Task directions> An exact transcription is needed, starting with the line that contains "You're the final reviewer. Confirm every bamboo" and ending with the last line of the records.

Records from a data collection>
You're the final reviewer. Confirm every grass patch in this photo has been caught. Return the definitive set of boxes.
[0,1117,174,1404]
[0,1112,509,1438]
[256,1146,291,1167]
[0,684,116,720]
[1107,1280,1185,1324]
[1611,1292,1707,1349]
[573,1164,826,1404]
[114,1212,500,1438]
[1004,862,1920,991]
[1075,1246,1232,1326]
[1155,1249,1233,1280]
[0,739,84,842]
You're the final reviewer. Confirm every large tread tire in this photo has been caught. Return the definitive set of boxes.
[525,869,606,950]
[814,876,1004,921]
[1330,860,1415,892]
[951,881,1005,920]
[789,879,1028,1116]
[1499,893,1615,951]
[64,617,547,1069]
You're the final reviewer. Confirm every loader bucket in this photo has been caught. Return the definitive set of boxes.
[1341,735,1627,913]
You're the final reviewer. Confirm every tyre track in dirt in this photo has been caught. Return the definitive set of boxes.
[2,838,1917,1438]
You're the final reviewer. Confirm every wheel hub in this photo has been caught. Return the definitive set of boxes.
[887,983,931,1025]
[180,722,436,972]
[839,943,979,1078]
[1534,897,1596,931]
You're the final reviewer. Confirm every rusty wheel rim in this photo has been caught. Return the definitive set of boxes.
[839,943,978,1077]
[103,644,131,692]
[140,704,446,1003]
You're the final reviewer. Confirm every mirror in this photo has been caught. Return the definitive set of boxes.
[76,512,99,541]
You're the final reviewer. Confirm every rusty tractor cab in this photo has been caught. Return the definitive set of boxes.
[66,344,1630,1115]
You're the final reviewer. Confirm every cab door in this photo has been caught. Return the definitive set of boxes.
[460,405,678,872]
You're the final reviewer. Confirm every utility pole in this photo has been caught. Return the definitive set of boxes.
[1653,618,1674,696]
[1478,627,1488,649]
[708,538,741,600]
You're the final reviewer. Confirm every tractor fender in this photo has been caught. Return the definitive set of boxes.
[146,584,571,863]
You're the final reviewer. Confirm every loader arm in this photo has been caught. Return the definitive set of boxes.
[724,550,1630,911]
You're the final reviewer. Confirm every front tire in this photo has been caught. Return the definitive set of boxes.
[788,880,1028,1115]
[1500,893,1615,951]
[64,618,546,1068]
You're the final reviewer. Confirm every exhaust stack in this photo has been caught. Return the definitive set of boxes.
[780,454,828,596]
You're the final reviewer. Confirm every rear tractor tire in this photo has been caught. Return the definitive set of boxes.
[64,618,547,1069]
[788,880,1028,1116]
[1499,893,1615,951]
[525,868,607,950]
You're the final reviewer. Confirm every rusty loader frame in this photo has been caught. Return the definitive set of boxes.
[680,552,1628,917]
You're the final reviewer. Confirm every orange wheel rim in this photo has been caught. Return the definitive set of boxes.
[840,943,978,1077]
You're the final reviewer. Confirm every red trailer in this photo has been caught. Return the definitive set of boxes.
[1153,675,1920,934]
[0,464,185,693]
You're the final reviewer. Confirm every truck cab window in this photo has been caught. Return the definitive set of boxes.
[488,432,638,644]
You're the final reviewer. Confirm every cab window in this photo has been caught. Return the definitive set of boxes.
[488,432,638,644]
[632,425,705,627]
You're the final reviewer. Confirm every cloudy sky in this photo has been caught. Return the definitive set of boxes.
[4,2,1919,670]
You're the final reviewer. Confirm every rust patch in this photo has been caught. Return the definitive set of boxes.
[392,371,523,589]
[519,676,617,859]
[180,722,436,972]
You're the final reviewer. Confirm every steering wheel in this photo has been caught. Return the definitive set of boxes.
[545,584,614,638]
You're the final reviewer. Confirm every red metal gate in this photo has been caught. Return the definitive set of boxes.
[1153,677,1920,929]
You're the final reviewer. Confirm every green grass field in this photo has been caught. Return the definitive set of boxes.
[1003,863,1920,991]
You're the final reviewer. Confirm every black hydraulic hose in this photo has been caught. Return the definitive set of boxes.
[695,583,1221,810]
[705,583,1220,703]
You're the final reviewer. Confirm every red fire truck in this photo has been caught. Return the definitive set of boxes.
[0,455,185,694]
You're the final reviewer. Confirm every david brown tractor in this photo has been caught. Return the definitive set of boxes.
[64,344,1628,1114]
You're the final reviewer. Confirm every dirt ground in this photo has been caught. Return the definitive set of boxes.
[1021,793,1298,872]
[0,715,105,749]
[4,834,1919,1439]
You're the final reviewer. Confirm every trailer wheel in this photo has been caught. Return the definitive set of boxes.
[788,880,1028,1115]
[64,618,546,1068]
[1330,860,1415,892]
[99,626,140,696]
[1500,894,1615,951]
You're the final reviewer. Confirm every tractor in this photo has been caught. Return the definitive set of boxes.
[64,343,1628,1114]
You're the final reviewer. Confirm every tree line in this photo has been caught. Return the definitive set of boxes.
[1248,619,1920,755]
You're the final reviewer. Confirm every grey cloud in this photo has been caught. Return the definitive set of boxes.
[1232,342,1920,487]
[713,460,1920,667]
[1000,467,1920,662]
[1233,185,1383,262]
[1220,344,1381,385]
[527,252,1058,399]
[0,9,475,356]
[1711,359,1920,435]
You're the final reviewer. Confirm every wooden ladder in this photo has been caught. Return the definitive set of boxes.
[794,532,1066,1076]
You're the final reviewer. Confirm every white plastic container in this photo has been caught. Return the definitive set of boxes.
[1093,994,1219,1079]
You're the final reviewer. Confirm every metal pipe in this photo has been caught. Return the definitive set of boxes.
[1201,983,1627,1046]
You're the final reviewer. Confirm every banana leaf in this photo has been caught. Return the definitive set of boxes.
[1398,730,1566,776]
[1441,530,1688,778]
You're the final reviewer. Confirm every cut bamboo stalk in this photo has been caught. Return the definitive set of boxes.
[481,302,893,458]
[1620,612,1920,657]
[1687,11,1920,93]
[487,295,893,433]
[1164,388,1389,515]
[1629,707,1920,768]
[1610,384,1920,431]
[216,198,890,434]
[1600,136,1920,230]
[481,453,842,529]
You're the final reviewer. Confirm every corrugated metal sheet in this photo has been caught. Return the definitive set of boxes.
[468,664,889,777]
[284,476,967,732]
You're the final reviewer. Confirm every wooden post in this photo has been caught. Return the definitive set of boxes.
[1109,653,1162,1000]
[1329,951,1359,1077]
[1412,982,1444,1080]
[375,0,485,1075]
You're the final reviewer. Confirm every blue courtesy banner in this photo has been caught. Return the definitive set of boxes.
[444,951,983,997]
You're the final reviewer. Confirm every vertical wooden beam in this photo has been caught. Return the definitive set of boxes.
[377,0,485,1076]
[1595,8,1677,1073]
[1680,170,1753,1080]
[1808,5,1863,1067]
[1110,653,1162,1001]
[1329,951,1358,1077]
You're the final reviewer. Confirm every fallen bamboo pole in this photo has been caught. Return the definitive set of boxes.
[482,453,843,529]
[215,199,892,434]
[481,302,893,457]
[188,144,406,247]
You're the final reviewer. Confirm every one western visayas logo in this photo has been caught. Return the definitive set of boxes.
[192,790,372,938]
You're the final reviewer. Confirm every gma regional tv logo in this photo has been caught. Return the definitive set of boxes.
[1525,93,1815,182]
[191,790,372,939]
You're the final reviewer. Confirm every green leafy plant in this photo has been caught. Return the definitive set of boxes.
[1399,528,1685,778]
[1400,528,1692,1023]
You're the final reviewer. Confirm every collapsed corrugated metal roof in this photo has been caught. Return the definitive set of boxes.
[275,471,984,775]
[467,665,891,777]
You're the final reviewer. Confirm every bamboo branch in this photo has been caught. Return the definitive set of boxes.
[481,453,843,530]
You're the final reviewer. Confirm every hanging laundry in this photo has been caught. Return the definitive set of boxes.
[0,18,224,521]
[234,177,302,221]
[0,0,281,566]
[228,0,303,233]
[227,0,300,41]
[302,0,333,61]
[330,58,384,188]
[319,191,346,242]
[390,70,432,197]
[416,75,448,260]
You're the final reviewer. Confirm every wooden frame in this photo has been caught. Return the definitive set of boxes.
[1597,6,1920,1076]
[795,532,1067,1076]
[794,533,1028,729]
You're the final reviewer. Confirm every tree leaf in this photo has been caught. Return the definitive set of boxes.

Answer to the exercise>
You're the final reviewer. Confirm every bamboo branch in this photo has been caught. Return the definitive set of boxes.
[481,453,843,530]
You're the final reviewer. Confirm every hanging laundry in this photo has been caught. Return the definitive set of boxes.
[0,18,224,521]
[234,177,302,221]
[0,0,281,566]
[228,0,303,233]
[227,0,300,41]
[302,0,333,61]
[330,58,384,188]
[319,191,346,242]
[390,70,432,197]
[416,75,448,260]
You're the final reviewer. Confirm every wooden frame in this photo has been caught. Return the definitive set of boxes.
[1597,6,1920,1076]
[795,532,1067,1076]
[794,533,1028,729]
You're the final reviewer. Confirm every tree leaf in this photo has been caught. Return the definitive set of boxes.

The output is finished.